DATA FOR THE TASK:
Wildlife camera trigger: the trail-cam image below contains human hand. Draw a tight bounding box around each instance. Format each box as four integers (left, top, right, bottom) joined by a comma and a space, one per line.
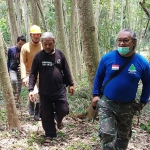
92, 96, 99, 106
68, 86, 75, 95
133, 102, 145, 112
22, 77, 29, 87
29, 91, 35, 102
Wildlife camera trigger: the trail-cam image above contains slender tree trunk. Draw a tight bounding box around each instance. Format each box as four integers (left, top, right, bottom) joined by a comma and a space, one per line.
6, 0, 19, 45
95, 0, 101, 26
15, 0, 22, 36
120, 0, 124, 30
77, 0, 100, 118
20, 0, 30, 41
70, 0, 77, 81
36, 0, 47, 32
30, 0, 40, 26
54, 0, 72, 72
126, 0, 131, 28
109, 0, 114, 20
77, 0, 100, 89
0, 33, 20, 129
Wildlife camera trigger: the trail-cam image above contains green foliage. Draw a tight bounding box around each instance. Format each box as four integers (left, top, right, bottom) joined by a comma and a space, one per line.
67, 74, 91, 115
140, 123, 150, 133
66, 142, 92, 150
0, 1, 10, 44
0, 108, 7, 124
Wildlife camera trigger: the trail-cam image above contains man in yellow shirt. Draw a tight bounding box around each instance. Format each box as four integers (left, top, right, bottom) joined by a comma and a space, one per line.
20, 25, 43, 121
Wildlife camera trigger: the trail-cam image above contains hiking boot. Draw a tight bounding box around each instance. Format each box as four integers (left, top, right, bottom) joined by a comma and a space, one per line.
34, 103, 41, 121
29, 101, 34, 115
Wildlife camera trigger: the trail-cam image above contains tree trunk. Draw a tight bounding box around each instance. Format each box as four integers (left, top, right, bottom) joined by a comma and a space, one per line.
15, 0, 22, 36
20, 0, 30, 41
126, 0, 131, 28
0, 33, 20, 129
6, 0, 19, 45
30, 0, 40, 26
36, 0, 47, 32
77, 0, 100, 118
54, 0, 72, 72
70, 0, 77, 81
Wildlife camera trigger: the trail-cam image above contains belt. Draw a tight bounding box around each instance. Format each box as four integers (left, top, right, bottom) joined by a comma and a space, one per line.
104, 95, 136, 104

CHALLENGE: Copy the material above word for word, beginning at the line that contains "above contains green" and stopping after the line that contains "29, 101, 34, 115".

SOLVED EXERCISE:
Wildlife camera trigger: the trail-cam image above contains green foliage. Draw a tight bounding box around each instance. Format each box as four integers (left, top, right, bottom) joined by a comma and a space, one per line.
67, 74, 91, 115
140, 123, 150, 133
66, 142, 92, 150
0, 1, 10, 44
0, 108, 7, 124
Wildlife camera trigger: the trail-cam image above contains man in yellow shirt. Draw a tight bounding box around each instance. Format each box as four integers (left, top, right, bottom) joined by a comma and a space, one per line.
20, 25, 43, 121
Wildlife camera trigger: the trail-cam image above contains hiking boot. Draw a tight bounding box around each instance. Format each box as four integers (left, top, right, bottom) joined by a comma and a space, one per line.
34, 103, 41, 121
29, 101, 34, 115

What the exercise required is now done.